◆ Objective:
Duplicate the lines of the material below exactly, from first to last, leaving out the pictures.

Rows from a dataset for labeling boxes
+--

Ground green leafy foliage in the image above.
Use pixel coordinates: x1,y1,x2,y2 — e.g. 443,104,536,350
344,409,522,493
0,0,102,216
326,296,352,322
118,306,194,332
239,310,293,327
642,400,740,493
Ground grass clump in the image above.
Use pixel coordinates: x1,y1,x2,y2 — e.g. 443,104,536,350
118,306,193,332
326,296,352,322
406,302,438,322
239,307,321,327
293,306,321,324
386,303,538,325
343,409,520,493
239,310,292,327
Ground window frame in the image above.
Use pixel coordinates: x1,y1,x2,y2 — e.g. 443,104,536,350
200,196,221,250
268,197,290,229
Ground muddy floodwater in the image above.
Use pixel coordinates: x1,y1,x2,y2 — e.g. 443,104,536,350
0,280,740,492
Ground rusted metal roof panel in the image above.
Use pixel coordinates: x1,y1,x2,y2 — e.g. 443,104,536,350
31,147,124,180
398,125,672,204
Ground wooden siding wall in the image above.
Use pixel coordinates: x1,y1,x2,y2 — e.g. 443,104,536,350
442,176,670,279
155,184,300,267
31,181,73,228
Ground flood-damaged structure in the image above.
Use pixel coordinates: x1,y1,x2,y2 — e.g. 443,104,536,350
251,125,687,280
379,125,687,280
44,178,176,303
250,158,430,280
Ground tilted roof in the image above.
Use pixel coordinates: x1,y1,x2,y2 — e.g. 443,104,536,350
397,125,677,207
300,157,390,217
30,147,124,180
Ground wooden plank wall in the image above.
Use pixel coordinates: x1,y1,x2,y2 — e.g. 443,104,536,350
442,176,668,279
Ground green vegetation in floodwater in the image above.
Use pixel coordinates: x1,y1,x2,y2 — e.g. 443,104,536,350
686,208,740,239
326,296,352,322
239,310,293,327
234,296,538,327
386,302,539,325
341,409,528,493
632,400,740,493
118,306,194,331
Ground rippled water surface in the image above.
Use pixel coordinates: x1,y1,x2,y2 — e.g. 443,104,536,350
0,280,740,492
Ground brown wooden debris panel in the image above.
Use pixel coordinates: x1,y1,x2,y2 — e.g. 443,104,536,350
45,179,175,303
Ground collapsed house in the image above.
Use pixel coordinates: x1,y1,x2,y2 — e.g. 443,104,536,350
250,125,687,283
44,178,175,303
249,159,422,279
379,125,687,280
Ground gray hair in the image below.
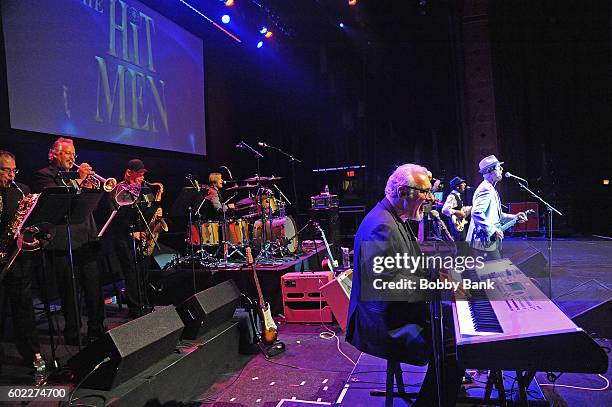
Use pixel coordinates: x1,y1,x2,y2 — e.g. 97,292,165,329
47,137,74,162
0,150,17,161
385,164,431,198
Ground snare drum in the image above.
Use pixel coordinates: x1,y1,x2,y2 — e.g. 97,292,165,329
191,222,222,246
260,195,278,213
226,219,249,246
253,216,298,253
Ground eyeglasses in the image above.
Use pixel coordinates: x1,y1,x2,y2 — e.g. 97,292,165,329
0,167,19,175
60,151,77,160
406,185,433,195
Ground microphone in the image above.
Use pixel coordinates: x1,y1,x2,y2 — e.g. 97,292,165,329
505,172,529,184
11,180,25,199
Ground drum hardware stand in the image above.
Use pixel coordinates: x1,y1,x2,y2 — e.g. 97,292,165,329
194,195,218,268
255,203,279,264
217,194,246,267
260,143,302,211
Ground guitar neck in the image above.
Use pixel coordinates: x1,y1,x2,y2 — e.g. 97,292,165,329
499,219,518,232
251,263,265,307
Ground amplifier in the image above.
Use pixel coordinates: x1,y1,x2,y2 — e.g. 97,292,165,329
310,194,340,208
321,269,353,331
281,271,333,323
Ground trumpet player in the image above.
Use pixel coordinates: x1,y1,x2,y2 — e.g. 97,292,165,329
0,151,44,370
34,137,104,345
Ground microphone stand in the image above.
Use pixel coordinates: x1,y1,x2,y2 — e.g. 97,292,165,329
236,141,272,262
517,181,563,300
266,144,302,212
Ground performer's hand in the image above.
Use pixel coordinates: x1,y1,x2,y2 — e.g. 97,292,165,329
439,271,472,299
77,163,94,181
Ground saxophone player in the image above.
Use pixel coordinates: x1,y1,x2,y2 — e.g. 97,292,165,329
0,151,43,371
105,158,163,318
34,137,105,345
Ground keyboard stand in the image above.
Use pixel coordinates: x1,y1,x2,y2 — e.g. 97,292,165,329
457,370,550,407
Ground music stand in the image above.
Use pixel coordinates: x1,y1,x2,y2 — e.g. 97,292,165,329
19,187,104,352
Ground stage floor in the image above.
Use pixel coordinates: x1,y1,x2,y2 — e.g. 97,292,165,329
0,239,612,407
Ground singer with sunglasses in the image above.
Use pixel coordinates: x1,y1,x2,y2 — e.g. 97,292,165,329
33,137,105,345
0,151,44,370
466,155,527,260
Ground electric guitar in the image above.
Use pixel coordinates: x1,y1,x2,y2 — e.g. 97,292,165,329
246,247,278,345
476,209,535,250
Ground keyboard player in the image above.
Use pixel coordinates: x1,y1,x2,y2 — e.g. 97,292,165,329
346,164,464,406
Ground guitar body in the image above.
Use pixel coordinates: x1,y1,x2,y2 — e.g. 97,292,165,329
476,209,535,251
451,215,467,232
246,247,278,345
258,303,278,345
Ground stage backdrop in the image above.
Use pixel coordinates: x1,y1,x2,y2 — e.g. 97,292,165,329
2,0,206,155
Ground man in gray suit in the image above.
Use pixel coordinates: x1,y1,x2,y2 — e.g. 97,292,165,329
465,155,527,260
346,164,463,406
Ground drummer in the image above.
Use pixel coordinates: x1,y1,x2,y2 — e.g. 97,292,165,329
206,172,236,219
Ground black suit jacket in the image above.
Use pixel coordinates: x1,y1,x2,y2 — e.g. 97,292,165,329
0,182,30,237
32,164,98,250
346,198,430,365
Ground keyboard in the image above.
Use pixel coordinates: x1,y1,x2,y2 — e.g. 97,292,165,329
452,259,608,373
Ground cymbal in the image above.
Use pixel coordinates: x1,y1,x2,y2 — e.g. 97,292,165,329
223,184,257,191
243,176,283,182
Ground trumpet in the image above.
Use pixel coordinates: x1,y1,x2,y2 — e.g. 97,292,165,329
72,163,117,192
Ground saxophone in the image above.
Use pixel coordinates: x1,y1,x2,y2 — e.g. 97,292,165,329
142,181,168,256
0,194,40,262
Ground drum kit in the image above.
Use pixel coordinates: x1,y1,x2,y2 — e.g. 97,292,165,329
177,176,298,266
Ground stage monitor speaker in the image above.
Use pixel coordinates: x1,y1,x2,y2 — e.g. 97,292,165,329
555,280,612,338
68,307,184,390
176,280,240,339
504,242,548,278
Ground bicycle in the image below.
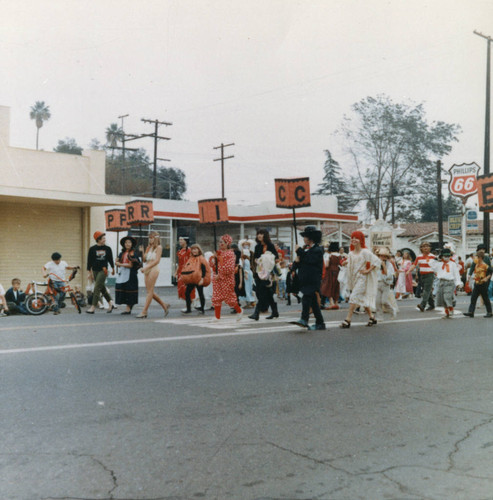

+--

◆ Reply to the task:
Ground green leafy foliage in the image above.
Use pixel coordinates: x1,y1,x2,y2 — e.g. 443,104,536,350
344,409,522,493
0,0,102,216
326,296,352,322
118,306,194,332
239,310,293,327
642,400,740,493
Ground grass clump in the image above.
Use pixel coordinates: x1,y1,x2,y2 — e.g. 443,104,536,350
118,306,193,332
326,296,352,322
406,302,438,322
239,307,321,327
293,306,321,324
386,303,538,325
343,409,520,493
239,310,292,327
Ground window frame in the image above.
Use pixel coordinates: x1,y1,x2,y2 — e.g. 443,104,536,350
200,196,221,250
268,197,290,229
Ground muddy floodwater in the image above.
Use pixel coordinates: x1,y1,x2,y2 — e.g. 443,104,536,350
0,280,740,492
Ground rusted metal roof panel in the image above.
Use pixel coordinates: x1,y1,x2,y2 — e.g. 443,104,536,350
31,147,124,180
398,125,672,204
Ground wooden siding wall in the image above.
Use pixel coordinates: x1,y1,x2,y2 — e.g. 443,104,536,350
442,176,670,279
155,184,300,267
31,181,73,228
Ground flood-damaged structure in the image above.
Use pixel coordinates: x1,y1,x2,y2 — e.g. 443,104,536,350
251,125,687,280
379,125,687,280
44,178,176,303
250,158,430,280
Ground tilted roof in the image above.
Use pixel coordinates: x1,y1,x2,y2 — e.g. 443,104,536,350
397,125,677,207
300,157,390,217
30,147,124,180
Ground wooden plank wall in the image above.
Use pixel coordinates: x1,y1,x2,y2 — e.g. 443,104,536,350
442,176,668,279
Ground green vegetation in floodwater in the image above.
Use pixel coordinates: x1,y1,x2,y2 — e.g. 443,104,536,350
686,208,740,239
326,296,352,322
239,310,293,327
234,296,538,327
386,302,539,325
341,409,528,493
632,400,740,493
118,306,194,331
Ground rippled water surface in the image above.
Use pixel coordinates: x1,y1,x2,y2 — e.g. 443,104,536,350
0,280,740,492
Ground brown wooden debris panel in the image above.
Use pixel coordinates: x1,y1,x2,y2 — e.g. 443,104,536,350
45,179,175,303
Ground collapsed house in the image above.
Use pixel coordinates: x1,y1,x2,y2 — e.g. 443,104,536,350
250,125,687,283
44,178,175,303
249,159,422,279
379,125,687,280
Ground gray hair in the image below.
Use pixel coordinates: x1,y1,x2,y2 — e.g. 97,292,165,329
47,137,74,162
0,150,17,161
385,164,431,198
Ground snare drum in the image above.
Use pixel coordinates: x1,y1,x2,y2 — e.g. 97,292,165,329
191,222,222,246
260,195,278,213
226,219,249,246
253,216,298,253
Ground eyeglasses in the image above.
Use pixel coordinates: x1,y1,x2,y2 — e.g. 97,292,165,329
0,167,19,175
60,151,77,160
406,185,433,195
Ground microphone in the image above.
Use pixel coordinates: x1,y1,x2,y2 — e.g. 97,292,165,329
505,172,529,184
11,180,25,199
Ground drum hardware stand in the image above.
Use pixel coordinates: x1,y1,x2,y2 — e.g. 97,292,165,329
194,195,218,268
255,203,279,264
217,194,246,267
260,143,302,211
Ground guitar neck in the image above.
Use pixel coordinates: x1,y1,x2,y2 — e.g. 97,292,165,329
499,219,518,232
251,263,265,307
Ground amplifier in the image above.
Use pixel coordinates: x1,y1,x2,y2 — e.g. 97,292,165,329
310,194,340,208
321,269,353,331
281,271,333,323
Ground trumpet player in the image above.
Use pixel coordinates: x1,y1,x2,y2 — e.g. 97,292,165,329
0,151,44,370
34,137,104,345
Ground microphone stand in the image above.
Use pixel coordinates: x1,y1,x2,y2 — e.g. 97,292,165,329
236,141,272,262
517,181,563,300
266,144,302,212
Ground performer's hand in the image above.
Use pixel coordinates: x1,y1,x2,y2 — e.g. 97,292,165,329
439,271,472,299
77,163,94,181
Ground saxophone player in the image above.
Use pixel coordinates: x1,y1,x2,y2 — e.g. 97,292,165,329
0,151,43,371
105,158,163,318
34,137,105,345
Ground keyboard stand in the image above.
Use pixel coordinates: x1,y1,x2,y2 — e.g. 97,292,165,329
457,370,550,407
Ground music stand in the image above.
Use pixel coordinates: x1,y1,x2,y2 — e.g. 97,292,165,329
19,187,104,352
Ground stage floor in the image above.
Use pixel coordinates: x1,y1,x2,y2 — e.g. 97,292,165,329
0,239,612,407
Ground singer with sunglasses in the image above.
Use pixel coordinates: x1,y1,x2,y2 — e.g. 97,292,165,329
33,137,105,345
0,151,44,370
466,155,527,260
Ground electric guitar in the image above.
Use pixel coordinates: x1,y1,x2,y2 — e.g. 97,292,165,329
246,247,278,345
476,209,535,250
Ground keyboard player in the image above.
Use pixel coordinates: x1,y1,x2,y2 — e.g. 97,292,165,329
346,164,464,406
Ground guitar body in the image above.
Use pixel coordinates: x1,y1,x2,y2 — e.g. 97,292,165,329
476,209,535,251
451,215,467,232
246,247,278,345
258,303,278,345
Ground stage backdrop in the image above.
Use pixel coordinates: x1,y1,x2,y2 — e.g. 97,292,165,329
2,0,206,155
Ground man in gray suit in the image above.
Use pixel coordinates: x1,y1,x2,y2 — e.g. 97,292,165,329
465,155,527,260
346,164,463,406
Ground drummer in the image above.
Use pixel coordinates: x1,y1,x2,y2 — e.g. 97,292,165,329
206,172,236,219
Ground black suit jacket in the image above.
Use pixel coordinates: x1,y1,x2,y2 — e.g. 97,292,165,329
0,182,30,237
32,164,98,250
346,198,430,365
Ground keyboard in the image above.
Use pixel coordinates: x1,y1,x2,y2 — e.g. 97,292,165,329
452,259,608,373
Ground cymbal in the image above.
Use pixel coordinates: x1,y1,x2,y2 — e.g. 97,292,165,329
223,184,257,191
243,176,283,182
Ground trumpet in the image above.
Use pixel coordinates: x1,y1,x2,y2 — e.g. 97,292,165,329
72,163,117,192
Ground saxophone in the image above.
Use pixel coordinates: x1,y1,x2,y2 — e.g. 97,292,165,329
142,181,168,256
0,194,40,262
Ground drum kit in the image above.
Use pixel coordinates: x1,y1,x2,y2 — e.g. 97,292,165,329
177,176,298,266
Ground stage monitor speaker in the image above.
Use pixel coordinates: x1,y1,x2,y2 — e.g. 97,292,165,329
555,280,612,338
68,307,184,390
176,280,240,339
504,242,548,278
Ground bicycle in the image below.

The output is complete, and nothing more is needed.